* What you need to do *
Update the items below by swapping every "sample" for "template", leaving all other text unchanged.
--
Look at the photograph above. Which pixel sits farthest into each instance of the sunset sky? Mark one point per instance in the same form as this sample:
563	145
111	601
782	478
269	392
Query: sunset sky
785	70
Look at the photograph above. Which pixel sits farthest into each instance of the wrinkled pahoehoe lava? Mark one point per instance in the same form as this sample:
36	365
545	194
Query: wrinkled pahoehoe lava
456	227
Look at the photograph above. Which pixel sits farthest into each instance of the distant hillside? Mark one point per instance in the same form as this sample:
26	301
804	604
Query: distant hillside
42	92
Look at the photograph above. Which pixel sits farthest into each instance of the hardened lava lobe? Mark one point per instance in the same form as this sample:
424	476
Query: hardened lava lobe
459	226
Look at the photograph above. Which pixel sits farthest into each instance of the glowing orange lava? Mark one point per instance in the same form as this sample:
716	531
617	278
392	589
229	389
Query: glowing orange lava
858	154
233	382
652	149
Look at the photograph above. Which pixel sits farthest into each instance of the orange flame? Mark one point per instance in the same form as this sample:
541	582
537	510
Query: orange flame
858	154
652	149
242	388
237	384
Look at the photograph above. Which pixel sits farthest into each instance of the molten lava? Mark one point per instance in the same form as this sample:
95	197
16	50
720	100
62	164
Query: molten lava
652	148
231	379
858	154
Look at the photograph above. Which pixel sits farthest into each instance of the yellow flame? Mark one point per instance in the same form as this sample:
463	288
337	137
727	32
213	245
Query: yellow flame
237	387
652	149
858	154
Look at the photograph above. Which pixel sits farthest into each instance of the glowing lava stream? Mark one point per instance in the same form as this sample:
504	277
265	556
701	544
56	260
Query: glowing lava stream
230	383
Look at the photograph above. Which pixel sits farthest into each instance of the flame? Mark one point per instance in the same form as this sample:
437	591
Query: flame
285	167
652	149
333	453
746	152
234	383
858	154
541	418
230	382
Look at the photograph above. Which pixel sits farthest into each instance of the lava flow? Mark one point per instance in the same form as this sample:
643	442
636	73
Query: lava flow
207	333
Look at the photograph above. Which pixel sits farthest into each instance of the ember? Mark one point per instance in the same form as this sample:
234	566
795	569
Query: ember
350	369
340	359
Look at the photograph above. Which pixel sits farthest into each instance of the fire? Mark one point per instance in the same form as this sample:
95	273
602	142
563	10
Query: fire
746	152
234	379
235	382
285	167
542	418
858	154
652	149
--
* Problem solution *
Look at the photograph above. Which pixel sits farthest into each instance of the sunset sky? Mark one point per instance in the same form as this template:
563	145
111	601
782	478
269	392
Query: sunset sky
785	70
Look at the photograph above. Which pixel sits farthest into each instance of the wrinkled pahoehoe lava? Mark one point per instance in the same form as this template:
36	365
545	194
Query: wrinkled pahoehoe lava
456	227
Look at the photograph above. Which pixel sits farthest into each instance of the distant hillside? Mark one point per instance in the same form as this template:
26	301
804	604
Query: distant hillside
42	92
Look at the photograph above. Which pixel sits farthest into each instance of the hardened lava lobe? Mark one point per instance in the same form as this template:
424	476
Query: hardened lava lobe
459	226
Look at the photograph above. Which pixel sits farthest into each instance of the glowing orange lava? Mark one point per instance in the same form as this template:
716	531
617	278
392	589
229	389
Query: glowing orange lava
858	154
233	382
652	149
Look at the photograph above. Which pixel sits farthest into each instance of the orange flame? Mark one point per instance in the same form as this template:
541	582
537	510
Query: orange flame
858	154
652	149
242	388
237	384
Look at the photograph above. Which pixel sits farthest into each instance of the molten lava? Mark one point per instance in the same form as this template:
95	197
16	50
720	100
62	164
Query: molten lava
652	148
231	379
858	154
Look at the photograph above. Which pixel sits farthest into each instance of the yellow flame? Mark one point per instance in the same form as this template:
463	288
337	137
727	32
213	245
Query: yellow flame
237	387
652	149
858	154
Look at the photograph above. Which pixel sits farthest into each instance of the glowing lava stream? Mark one point per instance in the same form as this template:
504	277
265	556
701	544
56	260
Query: glowing lava stream
230	383
Look at the photograph above. Which pixel sits farthest into each instance of the flame? Mark one point per instance in the same form as this template:
437	591
Query: flame
285	167
652	149
333	453
746	152
234	383
858	154
541	418
230	382
Look at the photograph above. Which pixel sits farthest into each instance of the lava flow? Mark one point per instance in the same form as this template:
643	442
636	73
Query: lava flow
207	333
Look at the photograph above. Which pixel sits farthest into each instance of the ember? Mark one point per instance in the same form as this template:
234	566
795	569
Query: ember
350	369
340	359
Look at the photograph above. Which pixel sits farthest into each instance of the fire? Mark one point per instance in the same form as this template:
95	273
602	142
563	10
Query: fire
746	152
234	379
235	382
285	167
542	418
858	154
652	149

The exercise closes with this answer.